◆ Available data ◆
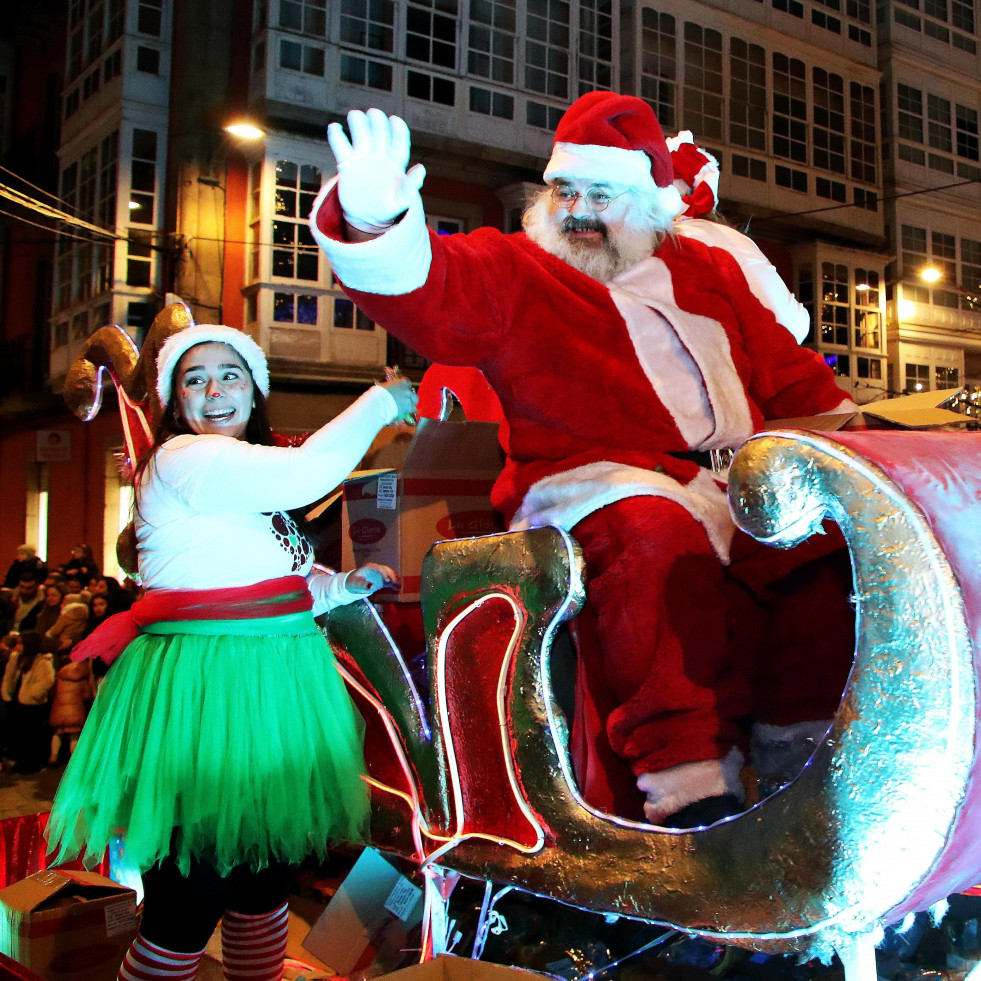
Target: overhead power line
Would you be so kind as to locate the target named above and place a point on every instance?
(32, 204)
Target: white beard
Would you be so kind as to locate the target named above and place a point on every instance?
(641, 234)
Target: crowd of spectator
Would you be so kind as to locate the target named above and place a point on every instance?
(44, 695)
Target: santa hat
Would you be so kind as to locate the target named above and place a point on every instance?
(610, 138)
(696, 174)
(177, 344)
--
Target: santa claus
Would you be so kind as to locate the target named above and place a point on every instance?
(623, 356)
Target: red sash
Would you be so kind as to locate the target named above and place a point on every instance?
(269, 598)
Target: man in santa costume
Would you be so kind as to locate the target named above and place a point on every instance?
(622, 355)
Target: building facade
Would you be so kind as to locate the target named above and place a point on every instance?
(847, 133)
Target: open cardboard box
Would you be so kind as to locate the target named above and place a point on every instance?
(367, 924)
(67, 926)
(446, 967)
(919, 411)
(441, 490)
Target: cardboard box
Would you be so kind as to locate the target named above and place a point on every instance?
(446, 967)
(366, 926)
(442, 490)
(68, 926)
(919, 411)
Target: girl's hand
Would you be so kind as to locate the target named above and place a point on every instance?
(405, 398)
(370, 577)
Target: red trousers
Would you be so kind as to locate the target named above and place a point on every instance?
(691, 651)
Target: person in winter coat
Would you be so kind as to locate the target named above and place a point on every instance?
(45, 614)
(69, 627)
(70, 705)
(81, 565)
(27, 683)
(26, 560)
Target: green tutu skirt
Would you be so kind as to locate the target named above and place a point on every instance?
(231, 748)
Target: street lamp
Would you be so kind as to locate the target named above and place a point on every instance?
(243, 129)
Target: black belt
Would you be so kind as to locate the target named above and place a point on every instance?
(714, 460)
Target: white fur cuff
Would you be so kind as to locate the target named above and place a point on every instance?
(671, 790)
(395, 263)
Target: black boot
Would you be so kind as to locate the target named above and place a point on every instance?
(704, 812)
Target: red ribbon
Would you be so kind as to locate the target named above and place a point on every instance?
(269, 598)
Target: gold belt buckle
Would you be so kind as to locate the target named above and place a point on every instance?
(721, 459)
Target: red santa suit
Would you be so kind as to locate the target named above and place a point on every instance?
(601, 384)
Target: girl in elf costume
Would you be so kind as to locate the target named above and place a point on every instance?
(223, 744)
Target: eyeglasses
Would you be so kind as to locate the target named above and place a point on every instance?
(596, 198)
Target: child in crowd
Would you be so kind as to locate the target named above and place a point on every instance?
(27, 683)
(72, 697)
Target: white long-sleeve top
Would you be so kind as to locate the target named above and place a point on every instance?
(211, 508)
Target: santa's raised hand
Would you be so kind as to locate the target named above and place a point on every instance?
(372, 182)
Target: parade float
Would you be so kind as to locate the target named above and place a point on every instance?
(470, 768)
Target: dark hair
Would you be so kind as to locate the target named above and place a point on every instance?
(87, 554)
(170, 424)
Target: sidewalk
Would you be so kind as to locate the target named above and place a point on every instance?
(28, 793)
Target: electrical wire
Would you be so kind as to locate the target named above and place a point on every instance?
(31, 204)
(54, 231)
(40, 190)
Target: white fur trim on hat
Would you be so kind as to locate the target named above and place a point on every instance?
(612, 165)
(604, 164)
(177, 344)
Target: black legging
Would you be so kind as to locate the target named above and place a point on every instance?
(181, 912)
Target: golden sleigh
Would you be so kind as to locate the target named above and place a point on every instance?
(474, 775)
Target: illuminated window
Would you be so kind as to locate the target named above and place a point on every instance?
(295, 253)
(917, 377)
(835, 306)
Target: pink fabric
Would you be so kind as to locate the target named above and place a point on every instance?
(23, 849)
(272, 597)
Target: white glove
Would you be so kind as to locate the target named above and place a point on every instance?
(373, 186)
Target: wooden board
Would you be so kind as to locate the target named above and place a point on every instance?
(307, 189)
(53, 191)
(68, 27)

◆ Prompt ◆
Pull out every line of the records above that contains the word "white", copying each line unchanged.

◆ Full answer ◆
Target: white beard
Target: white fur cuff
Target: white long-sleeve top
Target: white fur trim on hat
Target: white glove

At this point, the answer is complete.